# Problem requirements:
Counting task for the entries below: give the number of lines that contain the word "black", with no other text.

# Given data:
┄┄┄┄┄┄┄┄┄┄

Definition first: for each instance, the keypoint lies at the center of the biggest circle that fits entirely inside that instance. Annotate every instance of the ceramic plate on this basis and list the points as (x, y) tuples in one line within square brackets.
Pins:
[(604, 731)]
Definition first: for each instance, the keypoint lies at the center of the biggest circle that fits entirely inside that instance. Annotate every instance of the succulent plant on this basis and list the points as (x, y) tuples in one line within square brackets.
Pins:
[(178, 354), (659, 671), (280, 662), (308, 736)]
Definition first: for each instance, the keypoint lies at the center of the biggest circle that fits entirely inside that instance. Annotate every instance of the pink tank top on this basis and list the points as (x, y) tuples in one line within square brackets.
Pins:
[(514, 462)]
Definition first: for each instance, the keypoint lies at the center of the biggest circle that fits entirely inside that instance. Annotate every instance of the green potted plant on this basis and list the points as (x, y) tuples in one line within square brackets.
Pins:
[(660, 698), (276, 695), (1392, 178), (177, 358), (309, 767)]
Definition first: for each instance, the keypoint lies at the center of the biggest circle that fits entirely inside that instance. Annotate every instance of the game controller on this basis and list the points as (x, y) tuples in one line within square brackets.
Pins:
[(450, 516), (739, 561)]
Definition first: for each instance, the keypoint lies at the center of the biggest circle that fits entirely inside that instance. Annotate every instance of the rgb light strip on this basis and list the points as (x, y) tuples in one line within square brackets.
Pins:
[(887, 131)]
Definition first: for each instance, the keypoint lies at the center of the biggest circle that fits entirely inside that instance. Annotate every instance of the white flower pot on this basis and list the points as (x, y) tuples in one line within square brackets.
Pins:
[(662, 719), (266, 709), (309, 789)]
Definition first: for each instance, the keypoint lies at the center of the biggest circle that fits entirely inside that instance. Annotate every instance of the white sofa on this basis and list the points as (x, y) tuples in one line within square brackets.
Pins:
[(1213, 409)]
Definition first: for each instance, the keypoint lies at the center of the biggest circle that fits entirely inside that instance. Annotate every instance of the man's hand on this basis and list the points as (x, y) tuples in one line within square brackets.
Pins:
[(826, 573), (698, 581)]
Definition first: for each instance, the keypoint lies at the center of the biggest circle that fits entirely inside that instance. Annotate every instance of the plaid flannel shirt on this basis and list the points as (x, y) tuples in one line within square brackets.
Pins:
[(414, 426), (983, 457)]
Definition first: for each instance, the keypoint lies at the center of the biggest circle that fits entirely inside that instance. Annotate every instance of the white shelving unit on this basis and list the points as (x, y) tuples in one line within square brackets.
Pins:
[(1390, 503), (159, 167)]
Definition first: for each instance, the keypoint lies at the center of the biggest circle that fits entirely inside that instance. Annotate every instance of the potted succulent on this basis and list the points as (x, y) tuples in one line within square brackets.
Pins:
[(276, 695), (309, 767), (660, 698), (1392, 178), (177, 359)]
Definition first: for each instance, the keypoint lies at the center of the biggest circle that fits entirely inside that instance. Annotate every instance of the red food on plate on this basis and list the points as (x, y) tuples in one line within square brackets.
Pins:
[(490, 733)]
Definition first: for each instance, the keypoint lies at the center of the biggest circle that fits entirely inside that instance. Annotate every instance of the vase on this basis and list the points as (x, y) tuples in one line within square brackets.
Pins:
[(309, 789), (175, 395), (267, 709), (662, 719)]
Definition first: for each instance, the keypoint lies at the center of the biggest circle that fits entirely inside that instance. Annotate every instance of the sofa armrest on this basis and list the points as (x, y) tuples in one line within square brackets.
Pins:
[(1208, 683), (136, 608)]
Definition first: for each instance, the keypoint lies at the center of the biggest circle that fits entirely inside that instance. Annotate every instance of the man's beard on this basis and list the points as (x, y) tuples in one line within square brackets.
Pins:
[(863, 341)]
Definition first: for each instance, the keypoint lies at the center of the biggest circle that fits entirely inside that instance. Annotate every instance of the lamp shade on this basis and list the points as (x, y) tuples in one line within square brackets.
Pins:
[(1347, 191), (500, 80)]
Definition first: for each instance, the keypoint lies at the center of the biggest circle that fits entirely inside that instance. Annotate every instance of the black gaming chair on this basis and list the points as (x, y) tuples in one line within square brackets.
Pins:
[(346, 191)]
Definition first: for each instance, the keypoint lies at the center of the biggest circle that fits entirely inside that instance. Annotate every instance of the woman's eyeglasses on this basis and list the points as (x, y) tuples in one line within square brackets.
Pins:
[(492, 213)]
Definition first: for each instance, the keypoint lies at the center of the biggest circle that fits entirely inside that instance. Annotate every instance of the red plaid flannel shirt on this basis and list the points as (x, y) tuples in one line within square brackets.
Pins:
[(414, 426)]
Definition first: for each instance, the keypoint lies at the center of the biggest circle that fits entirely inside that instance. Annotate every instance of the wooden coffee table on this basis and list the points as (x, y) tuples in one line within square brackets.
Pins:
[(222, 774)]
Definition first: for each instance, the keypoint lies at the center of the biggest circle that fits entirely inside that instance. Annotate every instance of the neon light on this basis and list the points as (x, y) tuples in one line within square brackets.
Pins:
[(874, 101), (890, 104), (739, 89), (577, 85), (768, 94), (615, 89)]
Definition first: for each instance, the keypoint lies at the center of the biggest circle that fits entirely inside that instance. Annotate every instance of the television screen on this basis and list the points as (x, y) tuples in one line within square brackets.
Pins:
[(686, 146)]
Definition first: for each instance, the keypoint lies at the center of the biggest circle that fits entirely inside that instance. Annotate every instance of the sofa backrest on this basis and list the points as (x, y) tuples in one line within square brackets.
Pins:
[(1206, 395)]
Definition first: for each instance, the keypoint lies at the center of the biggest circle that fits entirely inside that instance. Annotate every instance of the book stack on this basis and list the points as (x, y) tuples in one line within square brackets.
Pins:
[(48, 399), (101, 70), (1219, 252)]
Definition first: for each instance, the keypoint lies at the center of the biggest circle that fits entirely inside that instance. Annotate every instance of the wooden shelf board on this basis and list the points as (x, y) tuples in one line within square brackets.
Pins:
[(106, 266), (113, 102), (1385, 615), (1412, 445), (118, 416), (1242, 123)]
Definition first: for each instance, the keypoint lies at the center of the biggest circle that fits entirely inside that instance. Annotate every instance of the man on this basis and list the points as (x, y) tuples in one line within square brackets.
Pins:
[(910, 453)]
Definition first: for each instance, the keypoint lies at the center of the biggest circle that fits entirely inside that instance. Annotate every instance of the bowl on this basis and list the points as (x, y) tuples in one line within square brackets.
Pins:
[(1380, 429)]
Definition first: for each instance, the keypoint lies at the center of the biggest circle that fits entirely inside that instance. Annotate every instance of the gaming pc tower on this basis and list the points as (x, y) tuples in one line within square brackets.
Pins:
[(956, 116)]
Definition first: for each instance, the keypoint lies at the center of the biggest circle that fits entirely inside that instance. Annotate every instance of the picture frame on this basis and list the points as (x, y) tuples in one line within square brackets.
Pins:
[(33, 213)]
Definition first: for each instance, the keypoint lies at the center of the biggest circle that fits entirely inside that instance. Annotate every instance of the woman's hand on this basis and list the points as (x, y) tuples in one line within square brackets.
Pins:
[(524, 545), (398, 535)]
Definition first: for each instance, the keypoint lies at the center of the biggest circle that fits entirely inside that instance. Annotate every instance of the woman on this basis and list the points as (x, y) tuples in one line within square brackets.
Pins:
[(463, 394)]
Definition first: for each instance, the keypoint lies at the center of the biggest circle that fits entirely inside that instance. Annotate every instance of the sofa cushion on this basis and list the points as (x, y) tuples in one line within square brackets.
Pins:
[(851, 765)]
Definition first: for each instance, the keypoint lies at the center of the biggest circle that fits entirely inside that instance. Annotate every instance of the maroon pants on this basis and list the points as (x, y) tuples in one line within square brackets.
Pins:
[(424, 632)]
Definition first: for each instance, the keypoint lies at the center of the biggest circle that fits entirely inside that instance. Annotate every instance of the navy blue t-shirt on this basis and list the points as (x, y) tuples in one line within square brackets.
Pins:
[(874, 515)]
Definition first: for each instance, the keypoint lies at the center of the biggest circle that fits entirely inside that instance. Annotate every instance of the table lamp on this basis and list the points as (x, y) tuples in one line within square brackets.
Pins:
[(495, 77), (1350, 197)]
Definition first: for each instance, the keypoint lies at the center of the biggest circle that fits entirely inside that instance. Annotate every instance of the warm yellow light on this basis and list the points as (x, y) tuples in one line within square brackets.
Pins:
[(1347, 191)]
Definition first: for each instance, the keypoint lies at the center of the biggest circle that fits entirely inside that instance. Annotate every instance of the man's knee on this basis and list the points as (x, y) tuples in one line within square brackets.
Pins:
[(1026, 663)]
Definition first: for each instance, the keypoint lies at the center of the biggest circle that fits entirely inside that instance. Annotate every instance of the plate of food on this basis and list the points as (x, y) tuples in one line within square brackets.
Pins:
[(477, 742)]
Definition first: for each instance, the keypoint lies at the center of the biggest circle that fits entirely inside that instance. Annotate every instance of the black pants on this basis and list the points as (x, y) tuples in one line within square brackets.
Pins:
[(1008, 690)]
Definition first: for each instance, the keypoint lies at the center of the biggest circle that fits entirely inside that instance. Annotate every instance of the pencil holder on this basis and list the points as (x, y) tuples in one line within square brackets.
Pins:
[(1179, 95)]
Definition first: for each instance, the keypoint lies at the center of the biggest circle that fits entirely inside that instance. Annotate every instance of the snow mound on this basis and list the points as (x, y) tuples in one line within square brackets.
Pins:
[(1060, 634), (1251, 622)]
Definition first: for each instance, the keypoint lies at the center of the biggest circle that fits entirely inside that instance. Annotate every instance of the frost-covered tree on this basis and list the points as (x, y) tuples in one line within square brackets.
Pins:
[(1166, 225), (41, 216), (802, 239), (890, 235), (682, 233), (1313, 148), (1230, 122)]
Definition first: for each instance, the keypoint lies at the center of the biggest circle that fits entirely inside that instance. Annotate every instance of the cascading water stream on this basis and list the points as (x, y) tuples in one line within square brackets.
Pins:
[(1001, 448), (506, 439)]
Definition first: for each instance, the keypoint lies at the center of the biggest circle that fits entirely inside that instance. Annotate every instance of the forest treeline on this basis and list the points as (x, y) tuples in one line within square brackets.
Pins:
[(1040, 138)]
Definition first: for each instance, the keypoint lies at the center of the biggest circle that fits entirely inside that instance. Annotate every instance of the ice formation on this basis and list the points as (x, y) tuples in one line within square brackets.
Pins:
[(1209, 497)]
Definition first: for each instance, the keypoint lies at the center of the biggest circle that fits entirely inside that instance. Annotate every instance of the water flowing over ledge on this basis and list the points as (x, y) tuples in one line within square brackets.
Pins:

┄┄┄┄┄┄┄┄┄┄

# Result of this exercise:
2